* _Текст_:
● ● ● ●
Но вокруг не было ни души, и даже мальчишки, эти завсегдатаи всех происшествий, и те куда-то исчезли. Конь как вкопанный стоял у изгороди, точно на том же месте, где только что меня скинул и, покачивая головой, как ни в чем не бывало оглядывался на незадачливого всадника.

Не решившись снова сесть в седло, я взял дончака за повод и повел кружным путем домой к дяде Леше, стыдясь даже улицы, по которой только что так лихо промчался.

Как потом выяснилось, по невероятному стечению обстоятельств момент моего падения никто даже и не видел, и все мои опасения оказались напрасными. Что касается дяди Леши, то он, к моему большому удивлению, был даже вне себя от радости, когда я рассказал ему о выходке коня.

– У него это бывает! – улыбался Алексей Григорьевич. – Чувствует, чертяга, что чужак в седло вскарабкался, а раз чужой, то и среди поля долой. Надо не только хорошо ездить, голубчик, но и научиться крепко держаться в седле. – Потом, по-видимому желая успокоить меня, добавил: – Такие шуточки и с казаками случаются.

Не совсем удачное начало не охладило меня к верховой езде. Наоборот, с той поры я каждодневно и еще более настойчиво стал отдавать все свое свободное время этому делу и достиг в нем, по отзывам окружающих, совсем даже неплохих результатов. А урок падения с коня мне вскоре и пригодился. Сколько бы потом я ни сменил лошадей и с каким бы норовом они ни встречались, ни одной из них ни при каких обстоятельствах не удалось вышибить меня из седла. Как, впрочем, и ни одному врагу, с которым не раз приходилось вступать в единоборство…

Если бы только не постоянная тревога по поводу рыскающих по округе белобандитов, жизнь в станице под [50] руководством Советской власти входила бы в нормальное мирное русло. Медленно, но верно сколачивался актив, который помогал вести коллектив станичного казачества по новой дороге. Временный, пока назначаемый сверху орган этой власти – ревком – уже начали признавать единственно законной местной властью. Сам же ревком все более и более начинал чувствовать себя зависимым не столько от назначавших его состав инстанций, сколько от уважения, доверия и авторитета среди своих одностаничников. Еще немного – и встал бы естественный вопрос: почему ревком, а не выбранный Совет казачьих депутатов? К этому вела сама жизнь, и мы первыми же голосовали бы за этот законный орган Советской власти.

Все чаще задачи, стоявшие перед ревкомом, обсуждались в присутствии приглашенных на заседания наиболее активных, преданных Советской власти казаков.
● ● ● ●
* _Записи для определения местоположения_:
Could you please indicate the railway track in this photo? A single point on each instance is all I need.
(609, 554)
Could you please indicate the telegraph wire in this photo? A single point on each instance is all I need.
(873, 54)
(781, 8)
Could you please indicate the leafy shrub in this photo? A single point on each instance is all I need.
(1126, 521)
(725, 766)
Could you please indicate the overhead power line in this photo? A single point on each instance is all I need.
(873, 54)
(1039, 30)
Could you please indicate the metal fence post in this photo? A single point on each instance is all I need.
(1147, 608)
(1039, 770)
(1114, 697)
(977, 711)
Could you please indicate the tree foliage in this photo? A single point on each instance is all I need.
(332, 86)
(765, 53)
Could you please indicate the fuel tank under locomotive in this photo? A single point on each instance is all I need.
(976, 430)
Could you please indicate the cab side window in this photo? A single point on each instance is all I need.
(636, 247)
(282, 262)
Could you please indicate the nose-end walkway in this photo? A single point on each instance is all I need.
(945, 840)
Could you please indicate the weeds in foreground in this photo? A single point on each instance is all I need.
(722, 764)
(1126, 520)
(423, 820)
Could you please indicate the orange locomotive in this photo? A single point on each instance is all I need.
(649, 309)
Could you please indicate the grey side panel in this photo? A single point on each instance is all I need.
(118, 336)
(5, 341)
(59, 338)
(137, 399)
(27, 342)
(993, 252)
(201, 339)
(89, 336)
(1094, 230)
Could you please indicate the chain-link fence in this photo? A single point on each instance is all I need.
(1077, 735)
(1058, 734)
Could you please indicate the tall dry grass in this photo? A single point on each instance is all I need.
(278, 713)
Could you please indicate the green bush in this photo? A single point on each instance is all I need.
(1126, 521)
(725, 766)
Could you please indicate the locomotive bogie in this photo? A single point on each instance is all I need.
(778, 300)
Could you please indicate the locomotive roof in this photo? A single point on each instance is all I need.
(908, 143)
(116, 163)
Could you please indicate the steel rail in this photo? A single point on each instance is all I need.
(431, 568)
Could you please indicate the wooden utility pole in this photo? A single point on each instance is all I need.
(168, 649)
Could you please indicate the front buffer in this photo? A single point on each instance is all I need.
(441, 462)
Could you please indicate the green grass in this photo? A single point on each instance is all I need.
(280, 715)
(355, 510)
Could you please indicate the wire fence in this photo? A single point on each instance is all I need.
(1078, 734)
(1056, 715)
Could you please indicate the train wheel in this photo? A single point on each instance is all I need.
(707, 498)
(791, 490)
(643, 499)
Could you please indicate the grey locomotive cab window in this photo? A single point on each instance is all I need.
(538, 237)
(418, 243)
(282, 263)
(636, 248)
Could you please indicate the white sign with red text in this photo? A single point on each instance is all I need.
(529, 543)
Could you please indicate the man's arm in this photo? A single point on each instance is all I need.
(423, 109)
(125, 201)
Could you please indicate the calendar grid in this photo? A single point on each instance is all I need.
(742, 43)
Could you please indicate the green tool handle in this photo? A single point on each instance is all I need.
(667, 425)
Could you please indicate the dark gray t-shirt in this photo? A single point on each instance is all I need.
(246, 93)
● ● ● ●
* _Задание_: Переименуйте «белобандитов» в «бандитов» и приведите фрагмент текста, начав с места, где стоят слова «Если бы только», и остановившись после слов «орган Советской власти.». Записи здесь никакой роли не играют.

* _Ответ к заданию_:
Если бы только не постоянная тревога по поводу рыскающих по округе бандитов, жизнь в станице под [50] руководством Советской власти входила бы в нормальное мирное русло. Медленно, но верно сколачивался актив, который помогал вести коллектив станичного казачества по новой дороге. Временный, пока назначаемый сверху орган этой власти – ревком – уже начали признавать единственно законной местной властью. Сам же ревком все более и более начинал чувствовать себя зависимым не столько от назначавших его состав инстанций, сколько от уважения, доверия и авторитета среди своих одностаничников. Еще немного – и встал бы естественный вопрос: почему ревком, а не выбранный Совет казачьих депутатов? К этому вела сама жизнь, и мы первыми же голосовали бы за этот законный орган Советской власти.